Dataset entries:
......

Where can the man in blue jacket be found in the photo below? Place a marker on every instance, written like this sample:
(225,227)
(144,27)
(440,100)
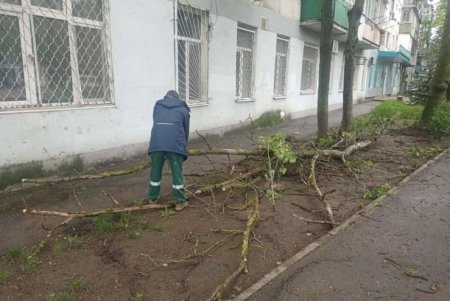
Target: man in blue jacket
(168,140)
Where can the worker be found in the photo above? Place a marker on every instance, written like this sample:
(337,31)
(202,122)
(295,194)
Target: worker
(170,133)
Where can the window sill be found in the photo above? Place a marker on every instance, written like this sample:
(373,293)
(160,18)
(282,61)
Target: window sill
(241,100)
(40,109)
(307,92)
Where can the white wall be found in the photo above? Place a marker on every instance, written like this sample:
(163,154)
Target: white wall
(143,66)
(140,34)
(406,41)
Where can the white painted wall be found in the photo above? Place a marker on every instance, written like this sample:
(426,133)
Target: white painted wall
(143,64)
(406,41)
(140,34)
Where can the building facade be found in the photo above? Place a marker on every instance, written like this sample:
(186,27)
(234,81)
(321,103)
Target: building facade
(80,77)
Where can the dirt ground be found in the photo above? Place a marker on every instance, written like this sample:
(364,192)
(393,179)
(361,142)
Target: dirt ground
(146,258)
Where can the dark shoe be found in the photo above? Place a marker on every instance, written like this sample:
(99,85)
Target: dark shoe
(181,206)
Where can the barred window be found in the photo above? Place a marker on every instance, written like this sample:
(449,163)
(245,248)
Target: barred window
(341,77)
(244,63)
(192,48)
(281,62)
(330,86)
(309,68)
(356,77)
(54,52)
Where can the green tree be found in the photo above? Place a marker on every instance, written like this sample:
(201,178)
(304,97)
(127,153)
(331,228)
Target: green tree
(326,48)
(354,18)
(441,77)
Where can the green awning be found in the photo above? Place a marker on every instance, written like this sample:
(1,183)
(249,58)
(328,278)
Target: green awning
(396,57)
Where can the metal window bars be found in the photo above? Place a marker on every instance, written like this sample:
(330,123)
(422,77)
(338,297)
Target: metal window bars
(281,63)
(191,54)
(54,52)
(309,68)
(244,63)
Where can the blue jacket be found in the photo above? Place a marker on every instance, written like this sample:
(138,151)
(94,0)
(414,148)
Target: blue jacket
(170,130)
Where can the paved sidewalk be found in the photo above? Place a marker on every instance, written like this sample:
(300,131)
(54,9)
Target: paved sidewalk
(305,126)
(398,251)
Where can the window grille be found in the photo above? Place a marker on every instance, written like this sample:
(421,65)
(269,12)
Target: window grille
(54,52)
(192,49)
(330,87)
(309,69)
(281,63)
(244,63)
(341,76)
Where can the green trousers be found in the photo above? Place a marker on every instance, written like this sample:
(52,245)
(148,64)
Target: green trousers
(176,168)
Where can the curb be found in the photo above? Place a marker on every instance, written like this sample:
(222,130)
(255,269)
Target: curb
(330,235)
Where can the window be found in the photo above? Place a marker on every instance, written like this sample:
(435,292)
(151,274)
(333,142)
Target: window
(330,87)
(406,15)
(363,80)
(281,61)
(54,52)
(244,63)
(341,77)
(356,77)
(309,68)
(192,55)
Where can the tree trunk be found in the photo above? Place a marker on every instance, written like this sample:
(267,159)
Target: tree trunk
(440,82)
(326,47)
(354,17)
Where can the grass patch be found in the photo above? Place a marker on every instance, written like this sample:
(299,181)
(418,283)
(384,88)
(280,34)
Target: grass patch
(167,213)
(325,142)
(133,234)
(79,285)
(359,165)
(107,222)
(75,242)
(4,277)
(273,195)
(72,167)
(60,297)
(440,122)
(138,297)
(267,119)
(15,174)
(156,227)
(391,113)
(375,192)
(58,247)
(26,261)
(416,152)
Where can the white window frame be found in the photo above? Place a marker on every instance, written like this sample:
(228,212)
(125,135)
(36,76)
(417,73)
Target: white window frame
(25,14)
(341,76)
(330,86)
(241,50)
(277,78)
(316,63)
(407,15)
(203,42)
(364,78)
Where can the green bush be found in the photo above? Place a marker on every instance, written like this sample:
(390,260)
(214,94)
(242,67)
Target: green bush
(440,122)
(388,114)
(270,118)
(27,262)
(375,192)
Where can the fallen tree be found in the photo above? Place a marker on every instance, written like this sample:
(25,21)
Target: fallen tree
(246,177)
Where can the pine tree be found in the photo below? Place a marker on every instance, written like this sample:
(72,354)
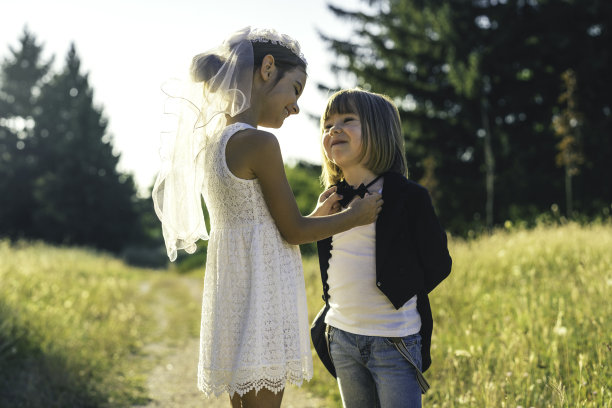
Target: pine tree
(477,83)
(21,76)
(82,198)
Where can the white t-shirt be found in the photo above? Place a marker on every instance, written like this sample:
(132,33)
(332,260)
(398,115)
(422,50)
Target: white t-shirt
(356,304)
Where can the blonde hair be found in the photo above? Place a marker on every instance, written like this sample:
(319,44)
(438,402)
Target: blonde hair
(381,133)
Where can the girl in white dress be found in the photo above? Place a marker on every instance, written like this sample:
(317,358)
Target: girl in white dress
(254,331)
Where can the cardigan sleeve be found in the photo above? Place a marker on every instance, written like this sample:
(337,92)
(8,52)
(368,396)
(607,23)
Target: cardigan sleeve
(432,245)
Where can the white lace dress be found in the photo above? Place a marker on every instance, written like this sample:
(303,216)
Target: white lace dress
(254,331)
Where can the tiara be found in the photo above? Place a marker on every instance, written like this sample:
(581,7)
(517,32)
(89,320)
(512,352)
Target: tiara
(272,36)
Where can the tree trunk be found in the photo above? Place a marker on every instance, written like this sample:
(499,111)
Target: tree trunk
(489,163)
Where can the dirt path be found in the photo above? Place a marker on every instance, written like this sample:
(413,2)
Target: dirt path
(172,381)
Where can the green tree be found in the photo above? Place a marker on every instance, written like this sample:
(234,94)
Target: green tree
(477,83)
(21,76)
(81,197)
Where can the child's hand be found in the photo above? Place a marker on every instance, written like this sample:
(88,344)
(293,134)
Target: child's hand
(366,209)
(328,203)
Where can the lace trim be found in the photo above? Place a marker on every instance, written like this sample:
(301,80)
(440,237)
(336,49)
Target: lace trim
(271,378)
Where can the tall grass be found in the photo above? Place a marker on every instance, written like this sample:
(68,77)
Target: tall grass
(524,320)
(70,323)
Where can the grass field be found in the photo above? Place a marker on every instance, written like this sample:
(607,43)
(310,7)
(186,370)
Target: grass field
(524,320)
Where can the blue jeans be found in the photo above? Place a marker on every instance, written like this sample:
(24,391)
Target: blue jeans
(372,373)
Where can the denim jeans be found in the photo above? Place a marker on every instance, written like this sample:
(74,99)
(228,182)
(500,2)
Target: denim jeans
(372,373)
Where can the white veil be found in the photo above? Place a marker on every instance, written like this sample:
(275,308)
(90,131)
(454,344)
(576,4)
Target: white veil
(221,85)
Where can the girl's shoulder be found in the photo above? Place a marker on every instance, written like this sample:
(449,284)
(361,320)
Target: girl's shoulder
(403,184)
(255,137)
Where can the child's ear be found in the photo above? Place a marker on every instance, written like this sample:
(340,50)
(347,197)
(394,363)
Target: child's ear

......

◆ ABOUT THIS EXERCISE
What is the number of lines above that hold the word "below"? Answer with that number alone.

◆ EXPECTED ANSWER
2